▸ Task requirements: All of the data below must be repeated exactly.
_ _ _ _ _
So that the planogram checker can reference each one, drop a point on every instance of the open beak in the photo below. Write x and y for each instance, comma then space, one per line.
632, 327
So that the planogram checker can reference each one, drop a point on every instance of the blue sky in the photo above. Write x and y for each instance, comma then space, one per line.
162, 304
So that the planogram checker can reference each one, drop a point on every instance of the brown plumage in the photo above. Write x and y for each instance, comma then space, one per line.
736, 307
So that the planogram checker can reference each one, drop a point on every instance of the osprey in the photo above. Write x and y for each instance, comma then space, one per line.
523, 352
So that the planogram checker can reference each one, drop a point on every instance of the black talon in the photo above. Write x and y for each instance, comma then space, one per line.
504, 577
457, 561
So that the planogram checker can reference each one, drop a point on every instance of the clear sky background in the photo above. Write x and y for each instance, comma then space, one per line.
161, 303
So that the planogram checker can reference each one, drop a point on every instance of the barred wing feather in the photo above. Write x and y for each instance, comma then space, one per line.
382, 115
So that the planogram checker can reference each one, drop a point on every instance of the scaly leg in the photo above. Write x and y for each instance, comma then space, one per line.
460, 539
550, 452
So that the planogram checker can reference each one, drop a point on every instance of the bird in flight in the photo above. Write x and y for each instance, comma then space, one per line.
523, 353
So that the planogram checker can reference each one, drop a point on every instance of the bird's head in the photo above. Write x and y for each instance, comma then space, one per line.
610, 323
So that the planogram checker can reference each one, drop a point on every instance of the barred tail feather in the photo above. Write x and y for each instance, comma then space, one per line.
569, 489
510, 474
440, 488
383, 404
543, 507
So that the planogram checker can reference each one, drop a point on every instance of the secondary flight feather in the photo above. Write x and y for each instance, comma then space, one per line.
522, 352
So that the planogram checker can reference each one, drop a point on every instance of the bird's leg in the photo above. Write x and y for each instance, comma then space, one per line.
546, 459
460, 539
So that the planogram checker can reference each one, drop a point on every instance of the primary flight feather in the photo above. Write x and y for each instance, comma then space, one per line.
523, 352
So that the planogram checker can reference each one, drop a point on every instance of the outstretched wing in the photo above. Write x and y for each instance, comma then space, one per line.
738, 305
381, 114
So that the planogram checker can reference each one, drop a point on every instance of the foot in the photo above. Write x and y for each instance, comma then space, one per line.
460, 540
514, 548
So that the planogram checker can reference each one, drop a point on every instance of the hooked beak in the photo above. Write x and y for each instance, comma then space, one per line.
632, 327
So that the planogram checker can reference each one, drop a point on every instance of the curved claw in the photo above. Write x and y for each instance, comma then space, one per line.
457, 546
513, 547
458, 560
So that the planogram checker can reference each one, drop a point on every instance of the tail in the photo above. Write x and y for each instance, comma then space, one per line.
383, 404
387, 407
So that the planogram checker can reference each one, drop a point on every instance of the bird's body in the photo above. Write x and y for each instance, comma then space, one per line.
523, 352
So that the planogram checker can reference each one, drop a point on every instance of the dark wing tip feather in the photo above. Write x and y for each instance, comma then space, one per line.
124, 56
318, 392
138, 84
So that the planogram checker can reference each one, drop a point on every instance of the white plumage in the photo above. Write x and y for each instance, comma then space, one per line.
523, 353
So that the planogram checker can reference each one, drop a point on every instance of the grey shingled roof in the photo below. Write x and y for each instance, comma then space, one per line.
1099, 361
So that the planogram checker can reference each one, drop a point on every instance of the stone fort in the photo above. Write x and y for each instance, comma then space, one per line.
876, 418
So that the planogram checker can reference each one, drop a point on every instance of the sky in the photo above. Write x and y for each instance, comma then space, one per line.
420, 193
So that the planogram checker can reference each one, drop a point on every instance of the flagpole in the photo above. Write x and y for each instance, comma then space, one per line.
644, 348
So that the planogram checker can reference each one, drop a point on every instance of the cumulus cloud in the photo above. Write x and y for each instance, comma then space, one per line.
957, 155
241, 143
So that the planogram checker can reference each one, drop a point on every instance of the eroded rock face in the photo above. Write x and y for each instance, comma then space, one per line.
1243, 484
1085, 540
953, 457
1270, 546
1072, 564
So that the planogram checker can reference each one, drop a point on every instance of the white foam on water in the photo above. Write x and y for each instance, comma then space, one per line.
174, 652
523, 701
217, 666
_ _ _ _ _
▸ Final answer:
So that the planogram checker can reference each one, drop a point on every instance of the open beak in the photo below. Write x and y for each instance, comma then space, one per line.
632, 327
So that the planogram checker can reference each one, drop a point on every instance of the blue sky in the photo above. Write x and y for each instance, comma then space, one per line.
162, 304
So that the planogram checker can reference each one, drop a point on every instance of the brown plumage in the photo above. Write x and y for each instance, comma then space, one per line.
736, 307
So that the planogram checker can reference each one, drop a point on every instance of the osprey in the photo above. Write x and y for each instance, comma then space, one per line.
523, 352
So that the planogram checker can reference each one, drop a point on every instance of the black talon in the photo above. Write x and y for each instance, comma then space, one per line.
504, 577
457, 561
So that the planogram checker can reference each one, drop a point on every instance of the clear sky background in the photo above. Write x and y for each instance, comma then space, one per line.
161, 303
So that the planogram checker can reference each one, drop a point on every instance of the barred wing feather in the photo above. Write x and y for each instance, comma then space, one per line.
382, 115
So that the planogram checker can reference each one, drop a point on every instance of the scaly leg in the photo above. Write x and y for each instance, comma then space, one per line.
460, 539
550, 452
So that the planogram checker can reference each one, drop a point on every instance of the bird in flight in the photo above. Write x and y for each instance, comma then space, one per line.
523, 353
So that the planogram checker can reference each one, drop a point on every instance of the bird's head in the photo above. Write x and y for each instance, comma then space, one per line.
610, 323
So that the planogram checker can reference each one, drop a point on every instance of the barred tail feather in the photo above. Write x and y for each instance, comma then space, one per line.
569, 489
510, 474
440, 488
383, 404
543, 507
So that the planogram checker can reference each one, drop a point on every instance of the secondary flight feather in the photo above. Write x and y for each instance, comma then space, one per line.
522, 352
So that the planogram checker can reference each one, drop a point on every instance of the bird's leg in the photo above. Write x and y for each instance, comma then space, one per line.
546, 459
460, 539
So that the planogram checker can reference each one, drop a point on every instance of the primary flight feather in the photo above. Write x and y for each instance, comma then space, one per line.
523, 352
So that the planogram checker can reference each one, drop a point on every instance of the outstretched wing in the photo above. Write x and y for each instance, comma then space, one per line.
738, 305
381, 114
So that the planogram checker can reference each one, drop a point on every instance of the foot in the photo above. Write x and y for each instance, comma then space, one per line.
460, 540
514, 548
So that the planogram checker can reference each one, drop a point on every instance of the hooked beak in the photo above. Write x and y for each instance, comma then space, one per line.
632, 327
So that the planogram checker can reference each one, drop a point on every instance of the curved claw in the photo above. Write x and y for each instance, comma then space, one per line.
457, 546
513, 547
458, 560
So that the planogram checker can reference each one, drop a point on every instance of the tail in the photo above. Write x and y for each instance, comma then space, one per line.
383, 404
387, 407
So that the planogram checker can reference each one, drop a point on every instance of the bird's body in the photo above. Write x and y for each instance, comma then space, one per line.
523, 352
So that the planogram checker can reference each one, drop a point on every instance of the dark wing tip feather in the photo above. Write x and y for each instance, comma then space, one per line.
124, 56
318, 392
138, 84
So that the planogram checker can reference each one, drop a point on every instance of the white plumage in the photo above. Write x and y for each instance, comma then space, one per line.
523, 353
So that the planogram checker can reference each one, drop a point on every instance of the grey shingled roof in the photo below. Write x and y for each instance, comma then space, one per line.
1099, 361
So that the planogram checker can reference each one, drop a point on every instance of the stone fort in the photo above. Write x and y for each instance, comma then space, one per line.
876, 418
So that the planogram checker can reference each one, drop a point on every instance of the sky in the photo above. Write x and y for each instance, comma then space, one per line.
420, 193
So that the planogram checker can reference each one, drop a point on every instance of the flagpole in the photo above. Write x and y for each instance, comma then space, one per line.
644, 348
So that the planogram checker can reference each one, drop a point on every instance of the cumulus cloud in the photo above. Write x and y for each instance, comma then space, one per line.
957, 155
241, 143
So that the planogram checker can reference each one, drop a point on every instance of the eroded rock face in the photo above. Write x and y for each instance, comma then space, one per line.
1243, 484
1085, 540
953, 457
1270, 546
1072, 564
So that the planogram checker can reference each one, drop a point on every instance of the white foam on water in the photo above. Write x and y for each instance, comma then space, one per line.
174, 652
523, 701
217, 666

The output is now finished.